SOURCE DOCUMENT ->
----

Results 1 to 5 of 5

Thread: wooden bridge on semi hollow body bass

  1. #1

    wooden bridge on semi hollow body bass

    Probably a dumb question.
    I have a semi hollow body bass kit. It has a wooden bridge...I assume it glues on. I havent started anything yet...I was gonna stain the body before i get going on it. If I stain and finish the body. will glueing the wood bridge to it be difficult???
    is there any tips or secrets to doing this. Im ahead of myself here and I think its gonna be a relatively easy build but Im not sure about this bridge?? Any help would be appreciated.

    Thanks

  2. #2
    Moderator Brendan's Avatar
    Join Date
    Apr 2013
    Location
    Perth, WA
    Posts
    3,378
    Not 100%, but suspect that it is a floating bridge - i.e. it is held in place by string tension only - same as double bass / cello bridges. Need to be careful with them, but don't need to glue it in.

  3. #3
    GAStronomist Simon Barden's Avatar
    Join Date
    Oct 2016
    Location
    Reading, UK
    Posts
    8,539
    Hi and welcome.

    No dumb questions here; if you don;t know, you don't know, so always ask.

    It doesn't glue on, it's just held in place by string pressure, same as any violin, cello or double bass bridge, and most archtop guitars with 'floating' bridges. Because there's no easy intonation adjustment, if you ever change string gauge or type or manufacturer, you'll probably have to move the bridge slightly to get the intonation back, so glueing this type of bridge on isn't a great idea.

    If you find it moves it much, then you can either a) use a bit of double sided tape to help keep it in place or b) 'pin' it in place.

    To pin it, you mark out the bridge position on the top (best to use masking tape to give the outline rather than draw on the finish), then tap a couple of panel pins in the top near each end of the bridge, then cut the tops off the panel pins with a couple of mm still poking out. Put the bridge back in position over the pins and press down lightly, to mark the pin positions, then drill out the bridge with a drill the same diameter as the panel pins (probably a 1mm drill) to a depth just greater than the remaining pin depth, then put the bridge over the pins and restring.

----

RECORDED DATA ->
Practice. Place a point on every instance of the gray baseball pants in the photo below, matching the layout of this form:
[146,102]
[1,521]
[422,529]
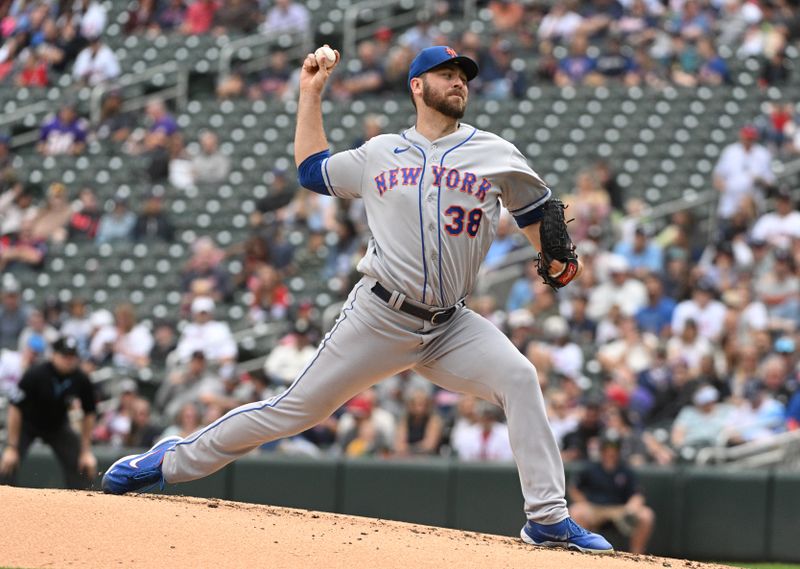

----

WRITTEN INSTRUCTION -> Repeat the passage of the forum thread about the bass bridge word for word, starting at "Thread: wooden bridge" and ending at "would be appreciated.". The data above is separate material and is unrelated to the forum thread.

REPLY ->
Thread: wooden bridge on semi hollow body bass

  1. #1

    wooden bridge on semi hollow body bass

    Probably a dumb question.
    I have a semi hollow body bass kit. It has a wooden bridge...I assume it glues on. I havent started anything yet...I was gonna stain the body before i get going on it. If I stain and finish the body. will glueing the wood bridge to it be difficult???
    is there any tips or secrets to doing this. Im ahead of myself here and I think its gonna be a relatively easy build but Im not sure about this bridge?? Any help would be appreciated.